GIVEN RECORDS:

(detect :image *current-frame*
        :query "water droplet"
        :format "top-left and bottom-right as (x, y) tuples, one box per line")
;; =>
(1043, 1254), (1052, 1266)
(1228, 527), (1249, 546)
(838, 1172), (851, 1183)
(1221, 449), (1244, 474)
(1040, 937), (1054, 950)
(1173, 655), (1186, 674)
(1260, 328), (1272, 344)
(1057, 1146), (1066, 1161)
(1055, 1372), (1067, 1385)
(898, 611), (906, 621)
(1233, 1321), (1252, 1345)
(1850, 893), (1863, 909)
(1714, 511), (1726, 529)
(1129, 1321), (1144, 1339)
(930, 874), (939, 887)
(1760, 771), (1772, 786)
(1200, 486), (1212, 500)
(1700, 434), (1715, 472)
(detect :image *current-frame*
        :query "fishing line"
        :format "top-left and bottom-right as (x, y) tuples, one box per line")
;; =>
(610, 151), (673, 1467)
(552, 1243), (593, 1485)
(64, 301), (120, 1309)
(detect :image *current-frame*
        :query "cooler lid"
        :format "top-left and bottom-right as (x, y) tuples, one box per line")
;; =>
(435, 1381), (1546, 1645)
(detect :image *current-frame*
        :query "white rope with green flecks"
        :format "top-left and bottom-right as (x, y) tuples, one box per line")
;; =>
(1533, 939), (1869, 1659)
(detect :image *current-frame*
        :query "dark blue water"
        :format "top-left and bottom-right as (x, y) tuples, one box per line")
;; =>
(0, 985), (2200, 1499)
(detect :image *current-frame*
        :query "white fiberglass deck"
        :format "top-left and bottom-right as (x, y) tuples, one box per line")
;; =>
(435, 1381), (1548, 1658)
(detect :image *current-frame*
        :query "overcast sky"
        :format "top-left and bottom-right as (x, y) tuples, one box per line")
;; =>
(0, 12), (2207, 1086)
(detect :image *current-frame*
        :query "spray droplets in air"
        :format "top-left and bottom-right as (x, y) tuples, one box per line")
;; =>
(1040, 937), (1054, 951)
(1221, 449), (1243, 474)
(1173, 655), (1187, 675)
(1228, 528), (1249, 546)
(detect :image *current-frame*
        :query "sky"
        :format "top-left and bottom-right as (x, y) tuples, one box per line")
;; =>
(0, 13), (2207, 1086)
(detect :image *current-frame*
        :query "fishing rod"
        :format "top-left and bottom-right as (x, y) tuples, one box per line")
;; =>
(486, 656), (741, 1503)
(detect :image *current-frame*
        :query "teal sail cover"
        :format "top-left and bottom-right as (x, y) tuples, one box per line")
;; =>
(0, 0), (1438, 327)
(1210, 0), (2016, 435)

REQUIRED WORK:
Scan the data above for the string "query" and copy each line where it appears.

EXPECTED OUTPUT:
        :query "water droplet"
        :query "fishing line"
        :query "cooler lid"
        :query "white rope with green flecks"
        :query "dark blue water"
        :query "white fiberglass deck"
        :query "overcast sky"
        :query "spray droplets in air"
        :query "sky"
        :query "fishing rod"
        :query "teal sail cover"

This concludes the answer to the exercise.